= Exercise instructions =
Produce an exact copy of all the data below, dropping every image.

= Input data =

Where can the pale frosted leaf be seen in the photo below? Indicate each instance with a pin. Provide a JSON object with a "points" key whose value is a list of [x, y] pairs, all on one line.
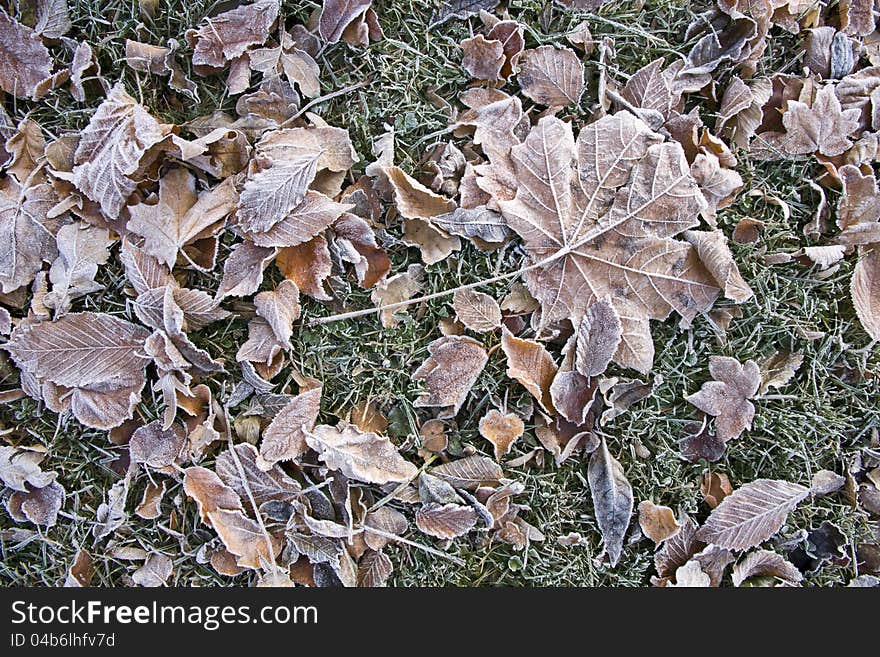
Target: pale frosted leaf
{"points": [[363, 456], [476, 310], [764, 563], [285, 437], [449, 373], [80, 349], [551, 76], [751, 514], [612, 499], [110, 150]]}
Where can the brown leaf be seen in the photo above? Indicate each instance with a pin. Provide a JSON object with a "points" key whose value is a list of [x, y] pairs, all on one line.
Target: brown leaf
{"points": [[501, 429], [482, 58], [551, 76], [181, 215], [243, 270], [24, 60], [727, 397], [26, 233], [445, 520], [280, 308], [285, 437], [657, 522], [822, 127], [865, 291], [600, 214], [598, 336], [366, 457], [337, 15], [154, 572], [476, 310], [222, 38], [715, 486], [532, 365], [110, 150], [751, 514], [764, 563], [470, 472], [612, 499], [449, 373], [81, 249]]}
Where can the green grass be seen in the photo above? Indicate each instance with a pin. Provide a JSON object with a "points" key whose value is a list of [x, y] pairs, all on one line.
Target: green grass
{"points": [[824, 418]]}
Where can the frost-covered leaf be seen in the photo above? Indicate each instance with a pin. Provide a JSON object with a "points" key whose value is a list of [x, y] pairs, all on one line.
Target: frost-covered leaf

= Solution =
Where can the pale frosted leaf be seen in the photo below? Indicate each instance with a pin. Provide a JSON object with a "points" key whose value is a list of [x, y] pairs, all on one line.
Target: pale frosted leaf
{"points": [[363, 456], [476, 310], [764, 563], [285, 437], [449, 373], [80, 349], [551, 76], [751, 514], [612, 499], [110, 150]]}
Where can the brown leaf be seen in the photo above? Indicate each instance with a pin. Provide a JSON object with a "points" key whose value is a list of [x, y] pairs, all on one line.
Target: brown leaf
{"points": [[501, 429], [482, 58], [551, 76], [181, 215], [243, 270], [24, 60], [727, 397], [26, 233], [445, 520], [280, 308], [285, 437], [657, 522], [822, 127], [865, 291], [600, 214], [598, 336], [366, 457], [337, 15], [154, 572], [476, 310], [222, 38], [715, 486], [532, 365], [110, 150], [751, 514], [764, 563], [470, 472], [612, 499], [449, 373], [81, 249]]}
Where can the green grass be seen in the photo above? Indicate each instance with a pin. Provide a JSON object with a "points" key whose value is a list of [x, y] pairs, all on one line.
Target: green grass
{"points": [[824, 418]]}
Where can the frost-covered leaf be seen in the photo above? Indicate each instance with a pin. Provide a JSON object with a "points" key whose value is a list of [x, y] pairs, all on one line.
Target: frost-covered leaf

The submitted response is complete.